[Items listed in a dataset]
= = = =
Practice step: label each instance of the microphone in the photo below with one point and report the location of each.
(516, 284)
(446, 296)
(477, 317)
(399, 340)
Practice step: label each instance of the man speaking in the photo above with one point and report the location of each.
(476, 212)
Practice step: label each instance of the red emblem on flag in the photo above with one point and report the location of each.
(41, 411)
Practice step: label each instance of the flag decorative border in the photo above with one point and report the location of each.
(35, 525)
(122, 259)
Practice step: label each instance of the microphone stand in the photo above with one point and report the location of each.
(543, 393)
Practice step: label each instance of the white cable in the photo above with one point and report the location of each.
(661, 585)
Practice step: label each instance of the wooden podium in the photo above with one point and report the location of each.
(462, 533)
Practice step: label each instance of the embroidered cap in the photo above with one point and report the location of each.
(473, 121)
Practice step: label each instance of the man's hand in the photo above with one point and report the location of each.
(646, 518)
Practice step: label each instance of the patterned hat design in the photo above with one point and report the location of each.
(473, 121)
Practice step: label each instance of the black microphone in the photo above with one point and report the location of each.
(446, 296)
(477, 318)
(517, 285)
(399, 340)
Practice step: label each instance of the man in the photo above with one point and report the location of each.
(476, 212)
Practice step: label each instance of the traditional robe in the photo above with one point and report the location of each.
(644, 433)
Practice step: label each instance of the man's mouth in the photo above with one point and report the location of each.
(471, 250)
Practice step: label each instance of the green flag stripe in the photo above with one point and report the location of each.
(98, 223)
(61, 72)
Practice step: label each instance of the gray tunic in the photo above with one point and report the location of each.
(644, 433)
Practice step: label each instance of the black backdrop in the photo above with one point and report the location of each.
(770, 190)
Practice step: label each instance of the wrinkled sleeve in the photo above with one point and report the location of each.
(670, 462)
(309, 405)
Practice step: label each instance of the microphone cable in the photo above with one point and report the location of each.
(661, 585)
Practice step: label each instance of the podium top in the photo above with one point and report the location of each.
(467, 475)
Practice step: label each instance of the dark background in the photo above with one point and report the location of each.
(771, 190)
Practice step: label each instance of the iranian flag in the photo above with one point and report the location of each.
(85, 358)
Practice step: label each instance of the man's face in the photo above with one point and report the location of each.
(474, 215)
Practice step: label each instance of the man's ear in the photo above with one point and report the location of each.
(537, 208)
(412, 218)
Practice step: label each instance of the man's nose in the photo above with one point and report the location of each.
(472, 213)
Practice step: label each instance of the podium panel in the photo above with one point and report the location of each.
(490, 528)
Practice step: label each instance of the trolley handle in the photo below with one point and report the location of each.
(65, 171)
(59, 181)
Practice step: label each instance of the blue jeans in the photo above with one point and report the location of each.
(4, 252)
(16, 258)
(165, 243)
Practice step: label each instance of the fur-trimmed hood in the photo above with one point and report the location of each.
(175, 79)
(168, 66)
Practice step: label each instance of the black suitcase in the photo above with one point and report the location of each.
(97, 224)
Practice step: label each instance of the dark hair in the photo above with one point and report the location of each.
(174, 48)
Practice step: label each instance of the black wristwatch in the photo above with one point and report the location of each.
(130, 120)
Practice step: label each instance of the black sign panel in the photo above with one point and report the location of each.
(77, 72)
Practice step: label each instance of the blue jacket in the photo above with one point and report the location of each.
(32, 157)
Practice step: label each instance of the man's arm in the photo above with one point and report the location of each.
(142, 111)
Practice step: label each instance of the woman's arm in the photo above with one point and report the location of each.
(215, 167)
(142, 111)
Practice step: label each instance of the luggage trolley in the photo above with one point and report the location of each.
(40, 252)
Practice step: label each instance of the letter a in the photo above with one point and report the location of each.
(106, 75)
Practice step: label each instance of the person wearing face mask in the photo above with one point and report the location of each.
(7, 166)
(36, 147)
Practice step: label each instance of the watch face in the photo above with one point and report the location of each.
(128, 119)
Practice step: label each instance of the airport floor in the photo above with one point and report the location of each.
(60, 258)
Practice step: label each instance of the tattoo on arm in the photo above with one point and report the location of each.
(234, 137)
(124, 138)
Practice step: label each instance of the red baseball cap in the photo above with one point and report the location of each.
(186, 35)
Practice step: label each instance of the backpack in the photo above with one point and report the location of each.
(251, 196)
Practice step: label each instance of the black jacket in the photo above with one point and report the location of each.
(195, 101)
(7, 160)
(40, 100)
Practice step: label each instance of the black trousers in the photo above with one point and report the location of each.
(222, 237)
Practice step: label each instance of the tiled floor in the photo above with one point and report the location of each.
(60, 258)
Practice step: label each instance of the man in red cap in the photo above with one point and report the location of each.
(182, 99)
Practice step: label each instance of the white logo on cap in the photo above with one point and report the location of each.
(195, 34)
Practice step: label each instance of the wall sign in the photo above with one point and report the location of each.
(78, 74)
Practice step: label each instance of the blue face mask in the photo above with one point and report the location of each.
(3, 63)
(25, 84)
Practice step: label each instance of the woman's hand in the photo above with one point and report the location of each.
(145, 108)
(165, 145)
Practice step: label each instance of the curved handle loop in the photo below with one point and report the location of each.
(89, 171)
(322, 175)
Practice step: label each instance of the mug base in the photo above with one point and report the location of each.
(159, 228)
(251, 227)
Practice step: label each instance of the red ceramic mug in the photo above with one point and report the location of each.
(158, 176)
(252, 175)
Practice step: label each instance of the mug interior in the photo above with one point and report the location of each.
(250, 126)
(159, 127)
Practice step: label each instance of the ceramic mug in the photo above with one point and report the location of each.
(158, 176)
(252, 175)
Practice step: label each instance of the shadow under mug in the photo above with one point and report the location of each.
= = = =
- _Challenge_
Reproduce every line from the one containing "Practice step: label each instance of the blue face" through the end of the records, inclusive. Keep the requests as they are, and rescale each point coordinate in the answers by multiplying it by 2.05 and rounding to a whole number, with halves rounded up.

- _Written response_
Practice step: label each instance of the blue face mask in the photo above with one point and report the location of each.
(6, 129)
(51, 172)
Practice step: label each instance of the woman's hand in the photo above with one point and report the location of each.
(297, 221)
(338, 297)
Practice step: label each instance of the curved handle loop in the photo below with one point and report the location of each.
(182, 351)
(660, 359)
Practice step: label each instance of the mug base in the photo above with one point and report the location of each.
(326, 467)
(515, 465)
Practice step: label each instance of the red ceramic mug in the photo above with one point and report the location of each.
(324, 361)
(517, 359)
Practice step: label each instance of the mug interior in the photo above with one point and report the location of each.
(513, 258)
(326, 260)
Practice step: label each instance of the ceramic mug in the photo above with one point and report the location of each.
(324, 361)
(517, 359)
Practice step: label each instance of the shadow under mug in the photo above with one point and report the location of each.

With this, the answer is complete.